_Fragmento proporcionado_
-----

El término cronista alude al escritor que recopila y redacta hechos históricos o de actualidad, en el género literario que recibe el nombre de crónica. En algunos casos, ocupaba un cargo oficial cuyo cometido era desempeñar tales funciones. Hasta la época de la Ilustración, era un equivalente de historiador al describir cronológicamente hechos dignos de ser recordados, pero ya el oficio de historiador tenía una acepción diferente a la de cronista en su estudio del pasado. Posteriormente, el uso del término se refirió a los periodistas que redactan crónicas como género periodístico o a la práctica de la historia no profesional.[cita requerida]
Antes de la aparición del periodismo moderno y la sistematización de la crónica como un género periodístico, se tenía por cronista al escritor que narraba los hechos que consideraba dignos de recuerdo (de "pasar a la historia"), registrados de forma sistemática en el tiempo (por ejemplo, año a año); el término era casi equivalente a historiador. A diferencia de los escritores anónimos o conocidos de cantos épicos, los historiadores y cronistas se distinguían por su voluntad de veracidad (al menos por pretenderla, aunque fuera evidente su parcialidad) en sus relatos; que a menudo se remontaban desde los acontecimientos contemporáneos hasta la Antigüedad, de formas más o menos verosímiles.[cita requerida]
Tras las Acta Diurna y los anales de la historiografía romana de época clásica, la historiografía paleocristiana griega y latina (como las Acta martyrum, el Chronicon Paschale u otros Chronicon entre los que están los firmados por Eusebio de Cesarea, Jerónimo de Estridón o Hidacio) concibe la crónica con una clara función: situar la historia humana en el contexto de la progresión lineal desde la creación hasta la segunda venida de Cristo, tal como se describe o profetiza respectivamente en los textos bíblicos.
Los clérigos de los scriptorium monacales (monjes cronistas) y episcopales (obispos cronistas) de los reinos germánicos altomedievales de Europa occidental se dedicaron a la redacción cronística; acumulándose corpus de fuentes primarias que en ocasiones se recopilaban más sistemáticamente en historias generales, como la Historia Francorum de Gregorio de Tours, la Historia Gothorum de Isidoro de Sevilla, la Historia ecclesiastica gentis Anglorum de Beda el Venerable, los Annales regni Francorum, los Annales Bertiniani, la Crónica anglosajona, los Annales Cambriae, etc.

-----

_Datos de origen_
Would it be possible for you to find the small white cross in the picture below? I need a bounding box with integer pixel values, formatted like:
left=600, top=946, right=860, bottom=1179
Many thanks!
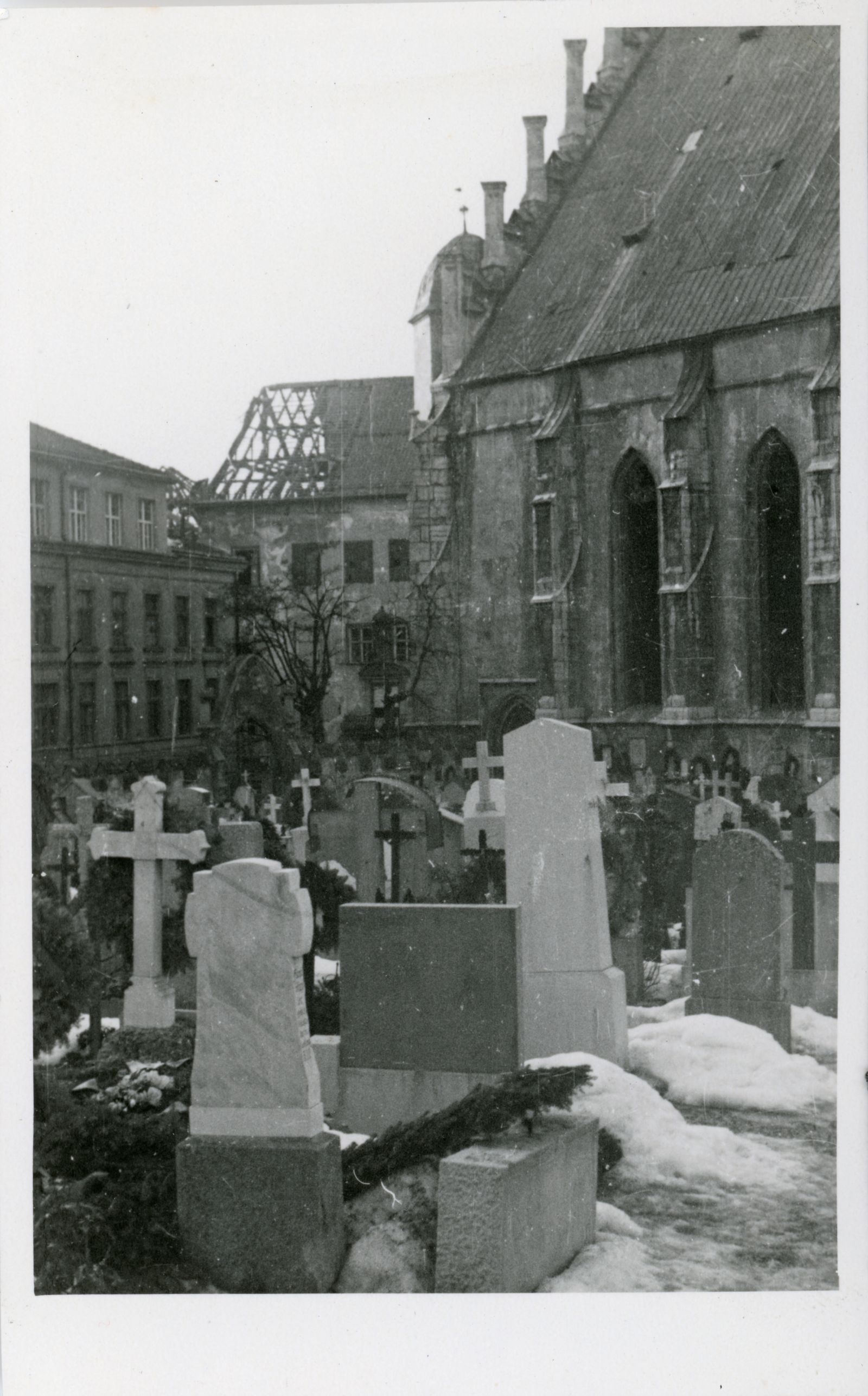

-----

Pasa al inglés esta oración del fragmento sobre el cronista: «El término cronista alude al escritor que recopila y redacta hechos históricos o de actualidad, en el género literario que recibe el nombre de crónica.» Por favor, básate únicamente en el fragmento sobre el cronista.

_Respuesta esperada_
The term chronicler refers to the writer who compiles and writes up historical or current events, in the literary genre known as the chronicle.